__Task details__: Please revise the items starting with the first line and going on through the line with "<point>383,412</point>", replacing "green bush" with "leafy shrub". Give those lines again with everything else unchanged.

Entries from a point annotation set
|---|
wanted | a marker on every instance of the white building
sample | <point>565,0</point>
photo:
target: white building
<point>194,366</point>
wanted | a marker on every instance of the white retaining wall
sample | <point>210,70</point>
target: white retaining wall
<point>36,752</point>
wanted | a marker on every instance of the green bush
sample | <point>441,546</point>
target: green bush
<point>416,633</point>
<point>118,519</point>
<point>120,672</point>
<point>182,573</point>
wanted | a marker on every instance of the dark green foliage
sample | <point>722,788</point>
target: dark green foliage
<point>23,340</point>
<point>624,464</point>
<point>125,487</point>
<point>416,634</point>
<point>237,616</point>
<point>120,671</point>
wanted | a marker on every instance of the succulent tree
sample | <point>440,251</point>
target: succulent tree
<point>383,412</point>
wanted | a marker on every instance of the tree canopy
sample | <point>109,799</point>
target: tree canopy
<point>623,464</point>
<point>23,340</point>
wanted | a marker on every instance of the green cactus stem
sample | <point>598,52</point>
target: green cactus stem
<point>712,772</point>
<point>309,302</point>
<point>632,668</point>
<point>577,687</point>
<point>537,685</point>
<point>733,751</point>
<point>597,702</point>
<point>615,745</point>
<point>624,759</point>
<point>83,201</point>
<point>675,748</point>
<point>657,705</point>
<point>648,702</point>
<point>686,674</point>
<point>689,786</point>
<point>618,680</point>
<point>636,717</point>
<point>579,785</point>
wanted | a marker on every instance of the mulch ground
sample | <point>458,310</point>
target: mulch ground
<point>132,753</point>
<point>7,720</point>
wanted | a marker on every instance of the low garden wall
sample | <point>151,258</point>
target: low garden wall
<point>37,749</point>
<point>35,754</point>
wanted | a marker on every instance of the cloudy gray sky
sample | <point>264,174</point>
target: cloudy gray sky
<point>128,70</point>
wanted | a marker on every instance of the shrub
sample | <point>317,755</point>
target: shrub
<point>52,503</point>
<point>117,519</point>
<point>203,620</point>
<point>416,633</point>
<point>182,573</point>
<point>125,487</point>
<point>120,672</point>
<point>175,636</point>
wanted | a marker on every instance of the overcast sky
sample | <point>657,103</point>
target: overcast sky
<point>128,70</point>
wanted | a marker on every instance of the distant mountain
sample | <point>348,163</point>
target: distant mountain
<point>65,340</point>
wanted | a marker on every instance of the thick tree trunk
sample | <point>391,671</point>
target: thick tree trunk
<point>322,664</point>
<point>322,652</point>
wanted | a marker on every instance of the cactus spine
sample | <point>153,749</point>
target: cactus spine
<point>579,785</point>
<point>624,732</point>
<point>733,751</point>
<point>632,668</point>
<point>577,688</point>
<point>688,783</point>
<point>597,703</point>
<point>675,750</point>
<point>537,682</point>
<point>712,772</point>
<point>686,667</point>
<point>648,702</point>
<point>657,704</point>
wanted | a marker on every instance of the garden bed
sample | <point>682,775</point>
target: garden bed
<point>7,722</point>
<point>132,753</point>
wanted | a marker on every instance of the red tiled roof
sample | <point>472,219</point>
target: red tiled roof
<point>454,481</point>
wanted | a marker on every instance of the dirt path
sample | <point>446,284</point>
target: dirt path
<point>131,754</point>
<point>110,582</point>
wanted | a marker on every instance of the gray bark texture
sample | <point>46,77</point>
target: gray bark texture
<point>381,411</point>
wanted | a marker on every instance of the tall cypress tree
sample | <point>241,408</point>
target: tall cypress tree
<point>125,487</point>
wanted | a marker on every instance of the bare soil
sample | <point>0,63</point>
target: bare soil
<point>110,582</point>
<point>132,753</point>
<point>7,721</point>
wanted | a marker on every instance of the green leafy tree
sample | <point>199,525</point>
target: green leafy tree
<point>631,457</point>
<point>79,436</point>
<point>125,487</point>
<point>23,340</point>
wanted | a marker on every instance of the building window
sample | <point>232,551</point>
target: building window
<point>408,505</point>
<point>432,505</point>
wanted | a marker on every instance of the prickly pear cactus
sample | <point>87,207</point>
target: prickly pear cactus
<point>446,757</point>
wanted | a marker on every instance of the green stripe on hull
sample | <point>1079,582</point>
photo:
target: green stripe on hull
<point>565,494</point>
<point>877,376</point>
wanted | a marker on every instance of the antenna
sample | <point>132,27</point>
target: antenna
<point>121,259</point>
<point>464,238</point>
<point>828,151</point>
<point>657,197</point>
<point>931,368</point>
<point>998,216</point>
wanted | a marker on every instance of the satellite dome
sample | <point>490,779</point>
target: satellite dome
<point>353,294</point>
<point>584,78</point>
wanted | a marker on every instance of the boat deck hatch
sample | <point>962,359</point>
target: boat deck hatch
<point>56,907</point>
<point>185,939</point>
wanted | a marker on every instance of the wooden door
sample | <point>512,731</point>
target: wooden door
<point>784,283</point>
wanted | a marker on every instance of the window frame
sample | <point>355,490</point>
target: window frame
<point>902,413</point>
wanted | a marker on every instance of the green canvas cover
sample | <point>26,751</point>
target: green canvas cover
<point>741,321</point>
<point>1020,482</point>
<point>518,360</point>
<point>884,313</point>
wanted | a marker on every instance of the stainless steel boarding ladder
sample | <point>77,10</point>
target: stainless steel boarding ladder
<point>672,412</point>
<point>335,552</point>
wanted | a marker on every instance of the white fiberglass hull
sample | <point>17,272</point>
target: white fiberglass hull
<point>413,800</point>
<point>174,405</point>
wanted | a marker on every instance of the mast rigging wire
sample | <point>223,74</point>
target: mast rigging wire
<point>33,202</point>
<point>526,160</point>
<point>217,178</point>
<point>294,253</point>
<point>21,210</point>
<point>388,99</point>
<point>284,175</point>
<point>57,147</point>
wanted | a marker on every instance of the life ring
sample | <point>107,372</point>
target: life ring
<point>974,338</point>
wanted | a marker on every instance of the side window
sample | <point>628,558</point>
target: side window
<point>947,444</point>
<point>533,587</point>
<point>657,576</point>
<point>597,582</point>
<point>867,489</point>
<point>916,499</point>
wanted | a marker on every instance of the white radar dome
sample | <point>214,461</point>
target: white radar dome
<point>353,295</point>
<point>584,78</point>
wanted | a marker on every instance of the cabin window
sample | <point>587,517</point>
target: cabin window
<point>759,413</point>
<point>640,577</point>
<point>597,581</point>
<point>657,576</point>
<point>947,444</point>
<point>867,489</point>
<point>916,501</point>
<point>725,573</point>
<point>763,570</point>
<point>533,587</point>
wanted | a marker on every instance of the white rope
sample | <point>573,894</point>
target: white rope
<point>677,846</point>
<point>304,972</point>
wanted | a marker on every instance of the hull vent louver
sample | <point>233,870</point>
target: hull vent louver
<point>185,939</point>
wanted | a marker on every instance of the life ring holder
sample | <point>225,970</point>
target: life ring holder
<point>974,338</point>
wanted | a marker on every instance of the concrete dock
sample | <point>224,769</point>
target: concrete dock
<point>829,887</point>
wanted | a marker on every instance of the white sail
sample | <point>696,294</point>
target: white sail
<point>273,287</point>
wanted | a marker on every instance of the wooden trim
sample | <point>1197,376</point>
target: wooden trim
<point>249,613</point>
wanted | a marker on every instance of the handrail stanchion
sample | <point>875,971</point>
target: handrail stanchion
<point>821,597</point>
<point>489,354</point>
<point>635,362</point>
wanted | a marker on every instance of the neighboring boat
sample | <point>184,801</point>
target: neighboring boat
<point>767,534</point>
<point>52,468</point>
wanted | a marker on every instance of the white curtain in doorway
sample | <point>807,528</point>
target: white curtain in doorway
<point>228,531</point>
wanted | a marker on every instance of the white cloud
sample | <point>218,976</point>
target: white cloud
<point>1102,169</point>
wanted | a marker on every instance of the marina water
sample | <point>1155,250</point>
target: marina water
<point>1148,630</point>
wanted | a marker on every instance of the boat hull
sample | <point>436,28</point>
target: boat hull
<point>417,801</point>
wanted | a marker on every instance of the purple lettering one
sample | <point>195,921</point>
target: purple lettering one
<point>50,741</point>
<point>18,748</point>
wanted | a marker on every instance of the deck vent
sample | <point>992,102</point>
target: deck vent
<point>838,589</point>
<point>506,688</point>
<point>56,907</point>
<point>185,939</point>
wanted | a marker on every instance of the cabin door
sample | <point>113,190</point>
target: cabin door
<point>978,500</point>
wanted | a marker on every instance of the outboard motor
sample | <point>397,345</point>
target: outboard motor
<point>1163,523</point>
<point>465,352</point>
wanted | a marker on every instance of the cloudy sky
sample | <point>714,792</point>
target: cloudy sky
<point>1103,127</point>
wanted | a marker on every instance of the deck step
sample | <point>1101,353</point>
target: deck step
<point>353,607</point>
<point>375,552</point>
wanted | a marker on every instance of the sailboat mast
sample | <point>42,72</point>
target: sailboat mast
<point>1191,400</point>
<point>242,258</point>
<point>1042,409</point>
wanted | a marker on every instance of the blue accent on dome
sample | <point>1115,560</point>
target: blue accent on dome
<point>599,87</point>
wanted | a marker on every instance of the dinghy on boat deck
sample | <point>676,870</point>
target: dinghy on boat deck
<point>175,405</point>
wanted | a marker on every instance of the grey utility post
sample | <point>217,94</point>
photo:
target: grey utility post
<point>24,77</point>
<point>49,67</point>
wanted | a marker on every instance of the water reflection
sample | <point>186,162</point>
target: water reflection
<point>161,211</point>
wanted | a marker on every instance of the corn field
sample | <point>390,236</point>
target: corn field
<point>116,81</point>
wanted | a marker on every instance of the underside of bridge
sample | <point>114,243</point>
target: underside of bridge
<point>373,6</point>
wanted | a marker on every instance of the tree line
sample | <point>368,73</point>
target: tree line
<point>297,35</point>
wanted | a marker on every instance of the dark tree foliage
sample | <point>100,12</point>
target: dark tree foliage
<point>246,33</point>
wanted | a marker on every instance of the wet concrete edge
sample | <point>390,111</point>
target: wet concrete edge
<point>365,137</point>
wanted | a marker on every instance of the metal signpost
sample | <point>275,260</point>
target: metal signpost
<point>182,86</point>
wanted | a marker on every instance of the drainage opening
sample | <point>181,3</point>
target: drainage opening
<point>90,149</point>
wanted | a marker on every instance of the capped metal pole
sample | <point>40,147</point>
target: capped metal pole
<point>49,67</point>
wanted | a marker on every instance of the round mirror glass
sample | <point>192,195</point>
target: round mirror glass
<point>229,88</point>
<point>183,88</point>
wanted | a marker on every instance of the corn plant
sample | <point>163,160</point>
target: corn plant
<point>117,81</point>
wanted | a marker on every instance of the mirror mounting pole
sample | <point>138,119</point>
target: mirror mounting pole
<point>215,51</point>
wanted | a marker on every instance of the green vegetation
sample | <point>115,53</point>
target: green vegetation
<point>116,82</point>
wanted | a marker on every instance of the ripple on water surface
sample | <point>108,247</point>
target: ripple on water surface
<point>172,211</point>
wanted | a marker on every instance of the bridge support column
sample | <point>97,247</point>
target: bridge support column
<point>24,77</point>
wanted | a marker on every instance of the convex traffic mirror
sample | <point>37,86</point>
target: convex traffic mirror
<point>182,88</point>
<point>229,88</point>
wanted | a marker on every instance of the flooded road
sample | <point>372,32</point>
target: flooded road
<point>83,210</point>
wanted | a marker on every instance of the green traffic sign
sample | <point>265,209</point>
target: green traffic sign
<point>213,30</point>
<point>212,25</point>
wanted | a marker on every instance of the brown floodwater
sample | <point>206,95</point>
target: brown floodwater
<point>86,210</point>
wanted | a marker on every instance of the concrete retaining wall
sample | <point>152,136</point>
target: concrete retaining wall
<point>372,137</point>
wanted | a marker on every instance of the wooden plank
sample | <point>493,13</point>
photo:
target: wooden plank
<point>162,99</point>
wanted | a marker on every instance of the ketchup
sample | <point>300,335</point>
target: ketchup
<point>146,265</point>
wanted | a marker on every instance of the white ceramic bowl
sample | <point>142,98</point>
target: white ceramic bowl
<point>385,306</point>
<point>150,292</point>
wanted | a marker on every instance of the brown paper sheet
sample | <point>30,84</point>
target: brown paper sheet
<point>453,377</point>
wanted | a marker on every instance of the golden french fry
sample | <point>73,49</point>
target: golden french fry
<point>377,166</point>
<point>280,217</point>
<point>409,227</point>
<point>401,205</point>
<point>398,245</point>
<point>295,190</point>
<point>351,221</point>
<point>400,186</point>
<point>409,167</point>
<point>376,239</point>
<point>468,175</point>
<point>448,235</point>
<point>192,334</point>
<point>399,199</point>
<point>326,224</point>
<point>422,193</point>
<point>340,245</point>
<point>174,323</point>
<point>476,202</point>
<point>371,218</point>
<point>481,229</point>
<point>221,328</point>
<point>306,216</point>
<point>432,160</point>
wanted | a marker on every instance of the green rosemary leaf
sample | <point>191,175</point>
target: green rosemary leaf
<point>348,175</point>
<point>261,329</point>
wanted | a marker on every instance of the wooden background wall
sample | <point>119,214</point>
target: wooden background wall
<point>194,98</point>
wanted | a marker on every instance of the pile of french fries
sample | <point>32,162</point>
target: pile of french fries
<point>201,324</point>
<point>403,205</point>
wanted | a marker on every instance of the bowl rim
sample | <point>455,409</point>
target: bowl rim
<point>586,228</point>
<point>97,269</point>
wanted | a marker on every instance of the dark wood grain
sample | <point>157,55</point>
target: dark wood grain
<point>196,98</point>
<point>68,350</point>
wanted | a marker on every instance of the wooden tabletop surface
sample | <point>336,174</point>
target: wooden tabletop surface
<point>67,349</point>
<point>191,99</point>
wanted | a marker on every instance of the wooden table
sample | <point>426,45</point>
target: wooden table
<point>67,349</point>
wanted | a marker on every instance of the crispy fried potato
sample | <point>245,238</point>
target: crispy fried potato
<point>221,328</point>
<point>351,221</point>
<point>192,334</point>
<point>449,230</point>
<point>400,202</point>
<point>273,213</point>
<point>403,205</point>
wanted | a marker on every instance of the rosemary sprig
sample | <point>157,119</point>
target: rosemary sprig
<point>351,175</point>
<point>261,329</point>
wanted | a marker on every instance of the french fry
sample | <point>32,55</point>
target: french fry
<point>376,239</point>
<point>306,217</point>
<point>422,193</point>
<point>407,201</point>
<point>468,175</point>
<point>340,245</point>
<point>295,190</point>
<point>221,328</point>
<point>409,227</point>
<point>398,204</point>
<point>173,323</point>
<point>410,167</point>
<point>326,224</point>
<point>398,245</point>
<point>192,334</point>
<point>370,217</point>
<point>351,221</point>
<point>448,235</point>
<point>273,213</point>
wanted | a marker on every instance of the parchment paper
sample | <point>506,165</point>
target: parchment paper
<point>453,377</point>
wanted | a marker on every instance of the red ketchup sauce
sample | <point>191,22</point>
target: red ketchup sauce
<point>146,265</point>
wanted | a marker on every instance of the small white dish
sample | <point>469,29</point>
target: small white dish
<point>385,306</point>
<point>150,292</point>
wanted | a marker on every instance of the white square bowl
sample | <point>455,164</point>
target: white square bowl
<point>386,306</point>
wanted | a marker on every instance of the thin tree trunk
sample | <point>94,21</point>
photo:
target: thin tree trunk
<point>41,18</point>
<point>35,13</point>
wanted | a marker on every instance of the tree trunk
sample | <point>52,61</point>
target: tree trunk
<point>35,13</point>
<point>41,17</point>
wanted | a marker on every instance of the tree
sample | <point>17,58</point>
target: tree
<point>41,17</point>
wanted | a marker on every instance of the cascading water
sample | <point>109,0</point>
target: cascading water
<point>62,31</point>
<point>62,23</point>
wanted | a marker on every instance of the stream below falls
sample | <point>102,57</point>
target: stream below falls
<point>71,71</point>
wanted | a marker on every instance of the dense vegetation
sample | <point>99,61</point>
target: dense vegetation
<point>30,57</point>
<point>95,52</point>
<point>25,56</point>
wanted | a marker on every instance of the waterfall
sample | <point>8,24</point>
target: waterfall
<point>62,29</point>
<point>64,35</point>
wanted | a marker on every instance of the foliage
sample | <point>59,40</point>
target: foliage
|---|
__Answer for the task__:
wanted | a marker on every instance of the white building
sample | <point>565,0</point>
photo:
target: white building
<point>194,366</point>
wanted | a marker on every instance of the white retaining wall
sample | <point>210,70</point>
target: white retaining wall
<point>36,752</point>
wanted | a marker on every instance of the leafy shrub
sample | <point>441,546</point>
target: leafy shrub
<point>416,633</point>
<point>118,519</point>
<point>120,672</point>
<point>182,573</point>
wanted | a marker on every instance of the dark green foliage
sample | <point>722,788</point>
target: dark green foliage
<point>23,340</point>
<point>624,464</point>
<point>125,487</point>
<point>416,634</point>
<point>237,616</point>
<point>120,671</point>
wanted | a marker on every instance of the succulent tree
sample | <point>440,251</point>
target: succulent tree
<point>383,412</point>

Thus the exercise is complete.